Please output exactly the part of the records below that opens with the line containing "Identify the necktie" and closes with the line containing "Identify the folded", both lines included, and nothing else.

※ ※ ※

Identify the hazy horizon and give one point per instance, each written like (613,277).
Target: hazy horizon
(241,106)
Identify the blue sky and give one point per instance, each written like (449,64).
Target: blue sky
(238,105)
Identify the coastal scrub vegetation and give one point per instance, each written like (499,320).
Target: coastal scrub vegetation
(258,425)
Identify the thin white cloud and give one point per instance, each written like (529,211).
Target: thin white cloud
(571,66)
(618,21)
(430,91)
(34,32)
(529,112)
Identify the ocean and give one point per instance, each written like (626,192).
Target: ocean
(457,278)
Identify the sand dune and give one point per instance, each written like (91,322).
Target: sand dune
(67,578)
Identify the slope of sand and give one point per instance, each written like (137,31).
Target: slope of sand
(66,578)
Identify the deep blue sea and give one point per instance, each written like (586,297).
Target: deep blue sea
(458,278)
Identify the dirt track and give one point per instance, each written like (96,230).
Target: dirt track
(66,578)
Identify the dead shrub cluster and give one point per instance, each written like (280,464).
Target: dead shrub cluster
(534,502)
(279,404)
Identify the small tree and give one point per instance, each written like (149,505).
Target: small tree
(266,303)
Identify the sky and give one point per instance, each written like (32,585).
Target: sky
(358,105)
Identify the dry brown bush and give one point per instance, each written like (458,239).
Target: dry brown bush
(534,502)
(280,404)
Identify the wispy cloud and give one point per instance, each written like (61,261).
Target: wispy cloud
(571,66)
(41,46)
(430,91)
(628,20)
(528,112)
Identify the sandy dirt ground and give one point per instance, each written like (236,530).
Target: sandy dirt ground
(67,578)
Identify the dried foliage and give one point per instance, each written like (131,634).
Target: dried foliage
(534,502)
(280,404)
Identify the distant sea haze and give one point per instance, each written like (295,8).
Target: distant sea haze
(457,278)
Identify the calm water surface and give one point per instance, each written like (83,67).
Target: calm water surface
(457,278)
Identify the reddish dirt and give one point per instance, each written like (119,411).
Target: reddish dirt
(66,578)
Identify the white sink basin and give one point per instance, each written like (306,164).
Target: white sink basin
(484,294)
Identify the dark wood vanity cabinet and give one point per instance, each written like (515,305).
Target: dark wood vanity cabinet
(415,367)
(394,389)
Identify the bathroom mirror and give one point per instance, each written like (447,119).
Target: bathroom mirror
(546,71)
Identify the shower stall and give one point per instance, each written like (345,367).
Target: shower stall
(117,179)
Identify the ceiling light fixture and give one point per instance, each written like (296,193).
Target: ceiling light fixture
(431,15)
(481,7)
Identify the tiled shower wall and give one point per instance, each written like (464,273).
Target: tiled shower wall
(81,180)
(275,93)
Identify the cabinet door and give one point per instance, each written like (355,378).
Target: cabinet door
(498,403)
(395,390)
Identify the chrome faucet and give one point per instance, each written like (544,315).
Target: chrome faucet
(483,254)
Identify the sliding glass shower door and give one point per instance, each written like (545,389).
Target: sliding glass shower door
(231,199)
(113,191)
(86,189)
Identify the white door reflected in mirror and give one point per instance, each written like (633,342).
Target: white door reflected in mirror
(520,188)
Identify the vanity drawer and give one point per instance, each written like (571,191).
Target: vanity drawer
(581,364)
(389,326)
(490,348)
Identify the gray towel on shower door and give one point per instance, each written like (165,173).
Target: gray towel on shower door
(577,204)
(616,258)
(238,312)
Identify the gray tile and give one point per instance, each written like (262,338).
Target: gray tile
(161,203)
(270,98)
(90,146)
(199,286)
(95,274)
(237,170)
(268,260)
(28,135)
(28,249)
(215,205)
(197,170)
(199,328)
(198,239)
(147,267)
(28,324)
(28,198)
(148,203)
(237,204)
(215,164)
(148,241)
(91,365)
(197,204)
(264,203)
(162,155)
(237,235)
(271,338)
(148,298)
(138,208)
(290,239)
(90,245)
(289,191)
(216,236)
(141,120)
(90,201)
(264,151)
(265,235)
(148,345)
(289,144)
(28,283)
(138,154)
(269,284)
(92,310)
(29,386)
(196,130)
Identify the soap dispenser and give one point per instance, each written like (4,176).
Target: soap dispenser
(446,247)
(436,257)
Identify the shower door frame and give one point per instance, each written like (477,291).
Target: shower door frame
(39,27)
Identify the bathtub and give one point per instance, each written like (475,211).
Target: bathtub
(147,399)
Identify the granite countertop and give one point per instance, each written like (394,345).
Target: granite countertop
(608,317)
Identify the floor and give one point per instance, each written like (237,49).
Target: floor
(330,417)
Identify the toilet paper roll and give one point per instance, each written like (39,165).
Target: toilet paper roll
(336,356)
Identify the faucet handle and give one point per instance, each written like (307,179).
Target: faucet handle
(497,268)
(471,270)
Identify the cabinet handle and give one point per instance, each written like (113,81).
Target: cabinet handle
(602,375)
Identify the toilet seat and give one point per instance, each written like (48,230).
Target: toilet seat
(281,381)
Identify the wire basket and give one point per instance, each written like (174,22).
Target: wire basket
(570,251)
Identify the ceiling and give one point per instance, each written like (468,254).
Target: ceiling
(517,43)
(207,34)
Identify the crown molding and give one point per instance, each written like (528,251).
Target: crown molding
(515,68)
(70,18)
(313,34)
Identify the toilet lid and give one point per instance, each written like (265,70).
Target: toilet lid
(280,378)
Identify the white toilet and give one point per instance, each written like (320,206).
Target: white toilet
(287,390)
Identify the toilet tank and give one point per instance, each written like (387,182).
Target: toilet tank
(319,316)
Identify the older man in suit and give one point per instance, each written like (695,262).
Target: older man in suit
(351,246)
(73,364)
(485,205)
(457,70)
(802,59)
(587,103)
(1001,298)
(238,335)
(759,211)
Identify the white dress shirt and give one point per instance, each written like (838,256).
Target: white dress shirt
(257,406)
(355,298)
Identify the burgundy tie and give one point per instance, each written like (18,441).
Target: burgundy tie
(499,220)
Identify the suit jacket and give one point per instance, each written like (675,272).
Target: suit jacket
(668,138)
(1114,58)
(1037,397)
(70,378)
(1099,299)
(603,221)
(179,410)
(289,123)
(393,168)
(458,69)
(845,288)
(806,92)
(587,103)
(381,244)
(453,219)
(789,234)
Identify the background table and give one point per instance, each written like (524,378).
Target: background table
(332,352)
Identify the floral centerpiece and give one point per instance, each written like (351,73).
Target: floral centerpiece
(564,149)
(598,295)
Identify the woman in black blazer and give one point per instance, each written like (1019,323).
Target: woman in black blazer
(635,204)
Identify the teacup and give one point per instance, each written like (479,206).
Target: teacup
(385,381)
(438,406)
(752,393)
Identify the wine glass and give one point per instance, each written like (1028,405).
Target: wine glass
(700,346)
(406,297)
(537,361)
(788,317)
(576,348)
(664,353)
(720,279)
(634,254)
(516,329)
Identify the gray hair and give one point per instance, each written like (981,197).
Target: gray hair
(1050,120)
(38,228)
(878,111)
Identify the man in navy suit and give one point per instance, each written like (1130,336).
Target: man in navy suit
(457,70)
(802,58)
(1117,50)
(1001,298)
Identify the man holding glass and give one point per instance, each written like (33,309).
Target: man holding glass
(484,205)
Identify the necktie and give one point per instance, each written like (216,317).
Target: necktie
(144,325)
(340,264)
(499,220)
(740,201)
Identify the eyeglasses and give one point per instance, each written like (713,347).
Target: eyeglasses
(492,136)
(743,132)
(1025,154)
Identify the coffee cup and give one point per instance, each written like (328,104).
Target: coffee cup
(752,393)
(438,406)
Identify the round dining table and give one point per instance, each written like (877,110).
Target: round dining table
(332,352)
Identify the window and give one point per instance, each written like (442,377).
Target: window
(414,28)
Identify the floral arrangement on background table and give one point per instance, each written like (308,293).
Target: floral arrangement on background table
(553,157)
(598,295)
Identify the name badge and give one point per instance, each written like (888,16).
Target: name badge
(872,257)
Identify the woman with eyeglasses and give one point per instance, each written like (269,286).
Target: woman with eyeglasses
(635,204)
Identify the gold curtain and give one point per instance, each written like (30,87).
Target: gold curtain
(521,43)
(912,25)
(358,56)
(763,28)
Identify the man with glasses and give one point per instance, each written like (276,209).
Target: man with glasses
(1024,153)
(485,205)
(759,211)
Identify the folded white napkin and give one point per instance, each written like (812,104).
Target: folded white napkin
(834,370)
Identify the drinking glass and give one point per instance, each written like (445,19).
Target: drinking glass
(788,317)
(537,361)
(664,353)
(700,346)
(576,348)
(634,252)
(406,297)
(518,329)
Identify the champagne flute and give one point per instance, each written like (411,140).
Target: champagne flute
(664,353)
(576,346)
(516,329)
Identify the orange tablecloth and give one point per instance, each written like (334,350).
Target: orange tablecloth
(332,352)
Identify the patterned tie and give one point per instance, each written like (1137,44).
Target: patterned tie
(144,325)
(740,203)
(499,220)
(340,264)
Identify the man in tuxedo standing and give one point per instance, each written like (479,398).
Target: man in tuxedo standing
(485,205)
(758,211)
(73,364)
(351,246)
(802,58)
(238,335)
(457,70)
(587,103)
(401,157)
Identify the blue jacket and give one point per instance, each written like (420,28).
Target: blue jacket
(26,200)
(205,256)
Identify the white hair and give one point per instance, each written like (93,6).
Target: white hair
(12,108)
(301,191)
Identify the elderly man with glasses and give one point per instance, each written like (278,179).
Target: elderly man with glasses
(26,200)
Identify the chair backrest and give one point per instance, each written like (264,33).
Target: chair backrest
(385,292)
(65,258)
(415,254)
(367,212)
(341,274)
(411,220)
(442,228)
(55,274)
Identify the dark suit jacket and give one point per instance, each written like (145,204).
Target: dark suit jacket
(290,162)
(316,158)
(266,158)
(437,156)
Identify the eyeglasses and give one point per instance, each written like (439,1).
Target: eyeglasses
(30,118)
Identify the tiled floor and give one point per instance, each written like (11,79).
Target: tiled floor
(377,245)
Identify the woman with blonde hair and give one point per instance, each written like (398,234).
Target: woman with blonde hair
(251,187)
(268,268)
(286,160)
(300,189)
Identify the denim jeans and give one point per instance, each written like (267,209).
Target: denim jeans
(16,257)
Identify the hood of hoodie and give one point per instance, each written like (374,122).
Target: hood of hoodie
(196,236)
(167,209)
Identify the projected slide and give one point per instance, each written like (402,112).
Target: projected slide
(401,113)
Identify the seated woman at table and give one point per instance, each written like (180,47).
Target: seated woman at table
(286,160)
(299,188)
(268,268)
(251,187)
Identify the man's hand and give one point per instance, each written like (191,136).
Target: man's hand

※ ※ ※

* **Finished exercise**:
Identify the necktie and give one point per instance, each written like (216,317).
Target: necktie
(144,325)
(340,264)
(499,220)
(740,201)
Identify the eyeglasses and give one point per instance, each written like (713,347).
Target: eyeglasses
(492,136)
(743,132)
(1025,154)
Identify the coffee cup and give one point per instance, each written like (328,104).
Target: coffee cup
(752,393)
(438,406)
Identify the round dining table and give one point per instance, each written like (877,110).
Target: round dining table
(332,352)
Identify the window and give one point per instance, each written like (442,377).
Target: window
(414,28)
Identify the floral arrangement on background table and give one point per instance, each written like (308,293).
Target: floral arrangement on background table
(553,157)
(598,295)
Identify the name badge and give one point per instance, each written like (888,16).
Target: name badge
(872,257)
Identify the woman with eyeglasses and give one point per instance, each written like (269,286).
Target: woman with eyeglasses
(635,204)
Identify the gold curtain and give one point per instance, each written like (30,87).
Target: gold curtain
(521,43)
(912,25)
(358,56)
(763,28)
Identify the man with glasses and give one point per instance, each written like (276,209).
Target: man with glasses
(1024,153)
(485,205)
(759,211)
Identify the folded white napkin and give one point per instance, each written like (812,104).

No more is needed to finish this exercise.